Data on object locations
┄┄┄┄┄┄┄┄┄┄

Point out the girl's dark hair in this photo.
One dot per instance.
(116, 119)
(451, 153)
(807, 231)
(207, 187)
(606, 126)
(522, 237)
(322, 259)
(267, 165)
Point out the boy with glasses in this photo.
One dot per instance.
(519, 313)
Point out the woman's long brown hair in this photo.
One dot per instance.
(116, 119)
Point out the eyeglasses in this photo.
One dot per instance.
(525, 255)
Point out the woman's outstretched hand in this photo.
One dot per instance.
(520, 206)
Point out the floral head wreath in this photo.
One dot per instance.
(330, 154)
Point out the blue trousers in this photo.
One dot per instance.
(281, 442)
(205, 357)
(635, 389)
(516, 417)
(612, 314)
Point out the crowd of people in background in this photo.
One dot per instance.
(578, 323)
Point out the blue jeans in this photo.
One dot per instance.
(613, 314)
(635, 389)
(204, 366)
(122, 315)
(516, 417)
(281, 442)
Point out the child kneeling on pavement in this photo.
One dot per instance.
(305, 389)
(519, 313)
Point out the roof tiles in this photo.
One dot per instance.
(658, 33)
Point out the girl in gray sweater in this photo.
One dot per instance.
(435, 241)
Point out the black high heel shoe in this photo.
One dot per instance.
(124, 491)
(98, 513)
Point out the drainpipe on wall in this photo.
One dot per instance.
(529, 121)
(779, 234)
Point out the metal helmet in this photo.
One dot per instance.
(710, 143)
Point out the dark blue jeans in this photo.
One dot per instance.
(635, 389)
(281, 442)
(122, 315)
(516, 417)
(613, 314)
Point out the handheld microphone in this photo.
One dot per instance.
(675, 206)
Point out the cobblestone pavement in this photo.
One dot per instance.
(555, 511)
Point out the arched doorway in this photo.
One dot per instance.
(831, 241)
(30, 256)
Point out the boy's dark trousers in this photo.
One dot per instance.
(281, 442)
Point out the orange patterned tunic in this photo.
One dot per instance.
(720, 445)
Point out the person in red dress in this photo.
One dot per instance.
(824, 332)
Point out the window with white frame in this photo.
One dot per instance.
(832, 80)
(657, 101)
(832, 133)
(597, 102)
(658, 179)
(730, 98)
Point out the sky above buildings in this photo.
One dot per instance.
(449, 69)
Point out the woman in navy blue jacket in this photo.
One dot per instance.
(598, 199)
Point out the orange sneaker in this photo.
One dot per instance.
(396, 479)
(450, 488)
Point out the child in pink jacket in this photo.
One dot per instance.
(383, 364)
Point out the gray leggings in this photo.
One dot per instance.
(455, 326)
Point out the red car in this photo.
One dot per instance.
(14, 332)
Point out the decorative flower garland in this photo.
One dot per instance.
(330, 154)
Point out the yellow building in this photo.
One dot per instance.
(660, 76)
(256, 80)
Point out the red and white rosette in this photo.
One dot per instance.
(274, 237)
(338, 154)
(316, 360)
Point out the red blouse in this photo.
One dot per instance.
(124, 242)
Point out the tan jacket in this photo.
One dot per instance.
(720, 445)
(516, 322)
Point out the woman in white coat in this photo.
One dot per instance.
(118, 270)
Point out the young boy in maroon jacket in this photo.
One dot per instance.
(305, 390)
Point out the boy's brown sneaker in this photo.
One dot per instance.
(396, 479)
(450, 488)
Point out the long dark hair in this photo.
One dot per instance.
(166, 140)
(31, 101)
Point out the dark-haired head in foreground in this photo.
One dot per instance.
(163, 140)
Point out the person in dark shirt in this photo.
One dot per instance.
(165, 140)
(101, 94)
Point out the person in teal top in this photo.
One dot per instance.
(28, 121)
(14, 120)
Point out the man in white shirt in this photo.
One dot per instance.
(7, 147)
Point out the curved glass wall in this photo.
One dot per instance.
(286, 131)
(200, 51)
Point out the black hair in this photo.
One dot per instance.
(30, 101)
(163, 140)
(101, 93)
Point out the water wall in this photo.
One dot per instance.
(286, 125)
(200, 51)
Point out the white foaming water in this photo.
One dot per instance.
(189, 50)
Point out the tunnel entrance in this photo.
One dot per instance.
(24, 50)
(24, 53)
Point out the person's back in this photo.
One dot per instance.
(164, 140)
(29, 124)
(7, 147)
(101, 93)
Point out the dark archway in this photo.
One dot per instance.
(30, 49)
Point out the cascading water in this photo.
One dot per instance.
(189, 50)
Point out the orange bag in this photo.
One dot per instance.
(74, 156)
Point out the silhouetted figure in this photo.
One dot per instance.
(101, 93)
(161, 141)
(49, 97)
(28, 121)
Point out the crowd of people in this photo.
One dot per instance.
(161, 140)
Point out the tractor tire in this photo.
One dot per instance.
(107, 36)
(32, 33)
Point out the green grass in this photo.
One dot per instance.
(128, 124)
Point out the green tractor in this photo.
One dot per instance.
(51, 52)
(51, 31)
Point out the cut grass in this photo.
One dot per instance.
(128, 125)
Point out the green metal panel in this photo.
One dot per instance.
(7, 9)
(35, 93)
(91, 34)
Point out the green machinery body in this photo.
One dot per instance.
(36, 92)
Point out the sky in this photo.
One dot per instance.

┄┄┄┄┄┄┄┄┄┄

TASK DETAILS: Retype the stretch of the data from the line containing "Point out the dark-haired" through the end of the data, changing nothing.

TASK ANSWER:
Point out the dark-haired head in foreground in this photo.
One dot per instance.
(163, 140)
Point out the person in dark shirt in this photo.
One dot per instance.
(165, 140)
(101, 94)
Point out the person in teal top in this photo.
One dot per instance.
(28, 121)
(14, 120)
Point out the man in white shirt in this photo.
One dot per instance.
(7, 147)
Point out the curved glass wall in this photo.
One dot per instance.
(286, 131)
(200, 51)
Point out the black hair in this photo.
One dot per instance.
(30, 101)
(163, 140)
(101, 93)
Point out the water wall in this photo.
One dot per instance.
(286, 125)
(200, 51)
Point out the white foaming water in this photo.
One dot per instance.
(189, 50)
Point out the tunnel entrance in this photo.
One dot per instance.
(24, 50)
(24, 53)
Point out the person's back in this photo.
One dot per instance.
(164, 140)
(29, 124)
(7, 147)
(101, 93)
Point out the dark archway in this photo.
One dot per instance.
(30, 49)
Point out the cascading water in this photo.
One dot per instance.
(189, 50)
Point out the orange bag in this photo.
One dot per instance.
(74, 156)
Point out the silhouetted figure in this photo.
One dot per instance.
(101, 93)
(161, 141)
(49, 97)
(28, 121)
Point out the crowd of people in this photo.
One dot per instance.
(161, 140)
Point out the tractor tire in this photo.
One dot per instance.
(107, 36)
(32, 33)
Point out the green grass in this photo.
One dot per instance.
(128, 124)
Point out the green tractor in this photo.
One dot per instance.
(51, 52)
(51, 31)
Point out the cut grass in this photo.
One dot per instance.
(128, 125)
Point out the green metal panel in this photo.
One dot per instance.
(7, 9)
(35, 93)
(91, 34)
Point out the green machinery body in this photo.
One dot per instance.
(36, 92)
Point out the sky in this photo.
One dot per instance.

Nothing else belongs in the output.